Text to read:
====

What’s Commercial Construction Management?

The construction industry has diversified into different types (and sub-types) over the years to meet demands put forth by population growth and business cycles. It would be wrong to suggest that construction is only about building new spaces. The intent defines the type of construction and in that regard, the intent to generate profit and accommodate the business community is why commercial projects have always had an enormous impact on day-to-day life.

However, commercial construction is not similar to other common types such as residential. They are fairly more complex with the level of complexity growing with scale and scope. With its popularity surging in the private sector, the demand for experienced commercial project managers is higher than ever. They are responsible for cost and time management, quality administration, and providing solutions and techniques to the smooth delivery of each project.

====

Recorded information:
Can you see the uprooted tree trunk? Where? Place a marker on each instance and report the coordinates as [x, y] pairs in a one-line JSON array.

====

Description of the task: According to the text on commercial construction management, what are commercial project managers responsible for? The listing is separate material and has nothing to do with the text on commercial construction management.

Written solution: Cost and time management, quality administration, and providing solutions and techniques for the smooth delivery of each project.